* [Given instruction] Please locate every line in the items below that contains the string "transparent", and copy each one in full. Case counts when matching.

-- Start Data for this task --

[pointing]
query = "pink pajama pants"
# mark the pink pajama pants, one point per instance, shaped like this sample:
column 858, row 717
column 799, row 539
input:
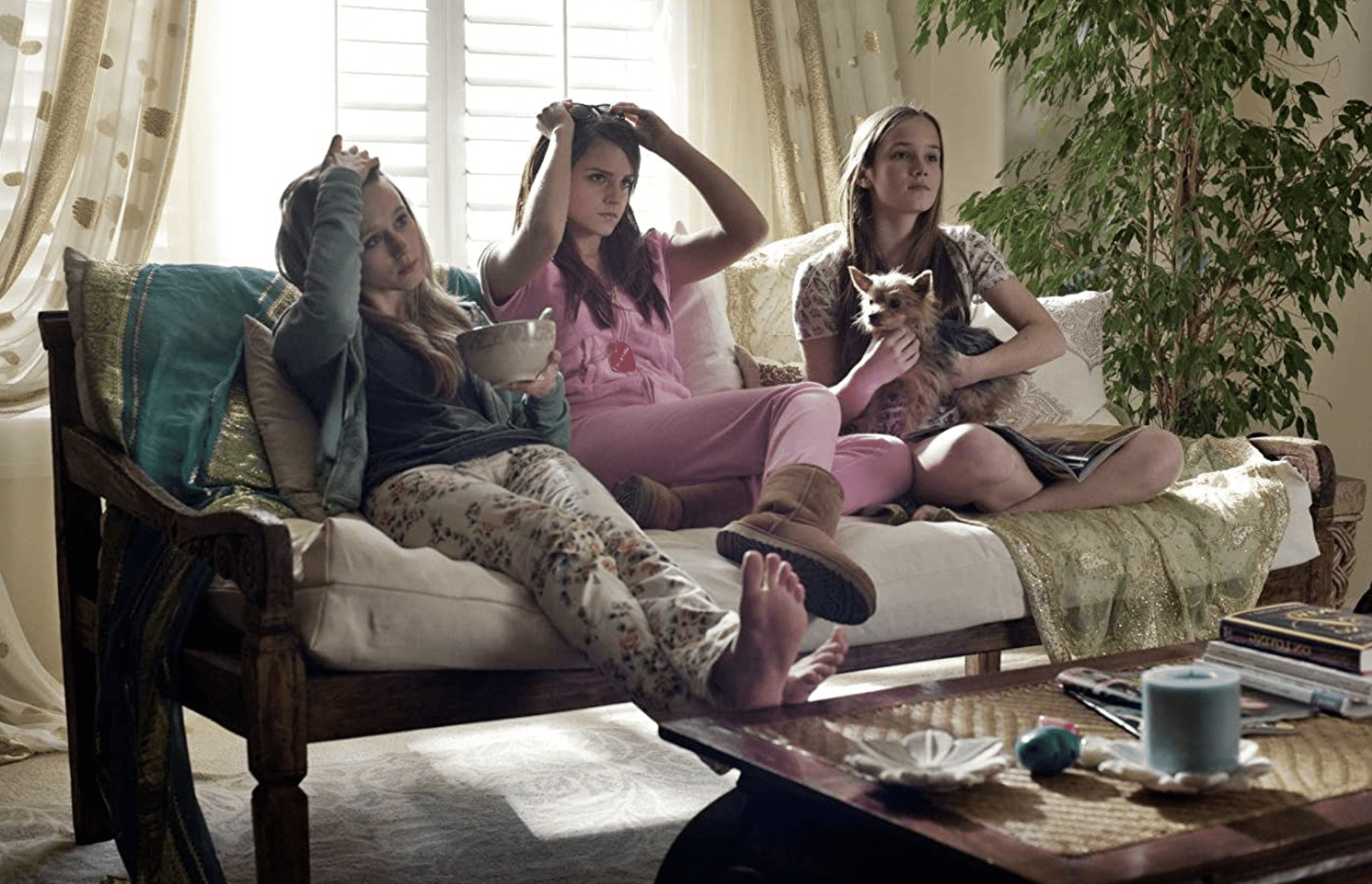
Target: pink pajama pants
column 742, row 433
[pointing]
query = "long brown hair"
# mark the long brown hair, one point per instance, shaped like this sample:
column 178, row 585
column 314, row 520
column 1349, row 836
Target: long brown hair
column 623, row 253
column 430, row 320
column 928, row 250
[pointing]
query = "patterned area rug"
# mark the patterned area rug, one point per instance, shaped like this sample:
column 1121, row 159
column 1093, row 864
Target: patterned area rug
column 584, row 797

-- End Data for this task --
-- Start Data for this task --

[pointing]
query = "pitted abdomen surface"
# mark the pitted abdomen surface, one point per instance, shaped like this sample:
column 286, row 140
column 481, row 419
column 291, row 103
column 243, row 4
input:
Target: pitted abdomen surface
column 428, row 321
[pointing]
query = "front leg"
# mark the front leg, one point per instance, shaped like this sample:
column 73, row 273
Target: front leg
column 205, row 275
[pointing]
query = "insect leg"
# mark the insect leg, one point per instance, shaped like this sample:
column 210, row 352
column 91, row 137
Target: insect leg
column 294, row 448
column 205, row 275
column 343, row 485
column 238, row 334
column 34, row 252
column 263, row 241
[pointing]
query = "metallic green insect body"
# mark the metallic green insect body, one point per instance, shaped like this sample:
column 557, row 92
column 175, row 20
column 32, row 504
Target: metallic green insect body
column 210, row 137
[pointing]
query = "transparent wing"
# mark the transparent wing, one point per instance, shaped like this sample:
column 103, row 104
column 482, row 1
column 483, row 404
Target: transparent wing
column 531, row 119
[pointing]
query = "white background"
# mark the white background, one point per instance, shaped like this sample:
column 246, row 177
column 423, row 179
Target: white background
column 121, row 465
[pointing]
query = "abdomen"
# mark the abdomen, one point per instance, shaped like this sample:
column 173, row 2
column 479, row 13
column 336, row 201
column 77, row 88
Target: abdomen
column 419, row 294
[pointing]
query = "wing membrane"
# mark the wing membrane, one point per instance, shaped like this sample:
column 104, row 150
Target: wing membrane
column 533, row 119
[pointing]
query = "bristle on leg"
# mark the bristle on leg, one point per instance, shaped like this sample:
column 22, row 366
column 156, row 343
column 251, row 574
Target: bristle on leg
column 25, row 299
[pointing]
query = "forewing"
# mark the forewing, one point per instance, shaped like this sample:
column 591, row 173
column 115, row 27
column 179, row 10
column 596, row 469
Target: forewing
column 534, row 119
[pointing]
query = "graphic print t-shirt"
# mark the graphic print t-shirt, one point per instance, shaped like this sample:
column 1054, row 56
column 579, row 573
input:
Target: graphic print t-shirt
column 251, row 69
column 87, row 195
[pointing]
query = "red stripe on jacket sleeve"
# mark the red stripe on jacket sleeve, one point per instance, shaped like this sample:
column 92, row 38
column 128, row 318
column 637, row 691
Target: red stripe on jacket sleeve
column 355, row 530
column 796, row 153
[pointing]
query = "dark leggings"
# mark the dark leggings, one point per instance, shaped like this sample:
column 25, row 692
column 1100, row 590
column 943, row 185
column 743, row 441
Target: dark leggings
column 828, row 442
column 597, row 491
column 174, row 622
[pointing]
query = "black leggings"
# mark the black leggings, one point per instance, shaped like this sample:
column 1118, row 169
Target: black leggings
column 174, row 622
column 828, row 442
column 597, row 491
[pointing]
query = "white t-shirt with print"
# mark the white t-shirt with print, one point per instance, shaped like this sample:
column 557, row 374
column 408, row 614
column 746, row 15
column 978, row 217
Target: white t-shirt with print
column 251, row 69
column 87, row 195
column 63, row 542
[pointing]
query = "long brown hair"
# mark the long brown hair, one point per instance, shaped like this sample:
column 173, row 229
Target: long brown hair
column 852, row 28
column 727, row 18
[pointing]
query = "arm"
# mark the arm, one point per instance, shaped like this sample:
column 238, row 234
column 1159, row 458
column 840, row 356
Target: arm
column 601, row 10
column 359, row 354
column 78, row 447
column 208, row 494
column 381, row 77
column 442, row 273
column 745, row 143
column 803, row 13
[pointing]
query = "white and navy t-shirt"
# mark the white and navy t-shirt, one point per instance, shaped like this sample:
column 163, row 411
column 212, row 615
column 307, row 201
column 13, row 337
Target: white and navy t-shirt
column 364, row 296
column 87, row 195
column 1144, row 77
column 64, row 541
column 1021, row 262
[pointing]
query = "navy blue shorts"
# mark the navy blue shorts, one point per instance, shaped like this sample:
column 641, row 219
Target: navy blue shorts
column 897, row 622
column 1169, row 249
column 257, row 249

-- End Data for this task --

* [Written solution]
query = "transparent wing"
# mark the transparent wing, one point per instance, shaped like this sample:
Target: transparent wing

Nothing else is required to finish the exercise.